[START OF MATERIAL FOR THIS TASK]

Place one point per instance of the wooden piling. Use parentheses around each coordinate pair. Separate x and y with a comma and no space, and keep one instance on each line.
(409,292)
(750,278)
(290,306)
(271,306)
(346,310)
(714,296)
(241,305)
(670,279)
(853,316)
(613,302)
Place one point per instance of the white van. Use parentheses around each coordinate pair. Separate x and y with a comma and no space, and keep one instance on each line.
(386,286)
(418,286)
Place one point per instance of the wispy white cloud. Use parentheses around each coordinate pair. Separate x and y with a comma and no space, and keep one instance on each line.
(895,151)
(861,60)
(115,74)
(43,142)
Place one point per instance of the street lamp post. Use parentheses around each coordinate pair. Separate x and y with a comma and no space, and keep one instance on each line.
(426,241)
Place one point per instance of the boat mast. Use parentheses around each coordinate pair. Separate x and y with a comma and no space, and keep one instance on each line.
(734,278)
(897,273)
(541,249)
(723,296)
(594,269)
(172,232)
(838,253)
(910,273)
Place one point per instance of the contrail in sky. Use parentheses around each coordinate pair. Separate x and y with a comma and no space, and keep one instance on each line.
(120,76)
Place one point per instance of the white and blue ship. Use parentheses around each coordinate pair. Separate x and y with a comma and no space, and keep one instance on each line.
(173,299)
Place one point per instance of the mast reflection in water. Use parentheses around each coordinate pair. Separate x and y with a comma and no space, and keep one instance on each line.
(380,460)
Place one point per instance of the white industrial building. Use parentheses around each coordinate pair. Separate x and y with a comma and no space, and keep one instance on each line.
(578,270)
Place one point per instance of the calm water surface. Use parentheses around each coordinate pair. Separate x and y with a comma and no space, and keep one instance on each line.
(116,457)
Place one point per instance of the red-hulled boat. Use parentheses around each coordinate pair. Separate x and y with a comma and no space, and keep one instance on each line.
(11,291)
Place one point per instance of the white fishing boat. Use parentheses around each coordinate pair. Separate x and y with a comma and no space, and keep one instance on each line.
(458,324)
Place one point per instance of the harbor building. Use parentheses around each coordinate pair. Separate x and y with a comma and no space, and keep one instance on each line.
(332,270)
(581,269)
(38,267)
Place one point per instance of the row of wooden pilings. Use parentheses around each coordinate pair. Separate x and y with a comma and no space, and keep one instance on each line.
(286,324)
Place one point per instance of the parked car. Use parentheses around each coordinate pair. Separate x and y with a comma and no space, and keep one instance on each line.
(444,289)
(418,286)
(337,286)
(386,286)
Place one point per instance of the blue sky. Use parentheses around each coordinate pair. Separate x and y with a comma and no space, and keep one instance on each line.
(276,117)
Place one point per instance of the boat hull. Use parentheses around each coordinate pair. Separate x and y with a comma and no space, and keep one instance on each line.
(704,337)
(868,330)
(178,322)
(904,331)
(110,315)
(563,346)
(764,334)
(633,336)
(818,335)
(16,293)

[END OF MATERIAL FOR THIS TASK]

# WHAT YOU SHOULD DO:
Please pull out the data beginning at the line that contains "Place one point per instance of the blue" and continuing to the end, and reproduce those lines word for word.

# WRITTEN RESPONSE:
Place one point per instance of the blue sky. Use parentheses around each coordinate pair. Separate x and y with a comma and no space, and keep one instance on each line.
(276,117)
Place one point per instance of the boat hull. Use parentheses around each coordinate pair. Separate x and y with a comma and no space, and keep one instance on each line.
(704,337)
(868,330)
(178,322)
(904,331)
(110,315)
(563,346)
(764,334)
(633,336)
(818,335)
(16,293)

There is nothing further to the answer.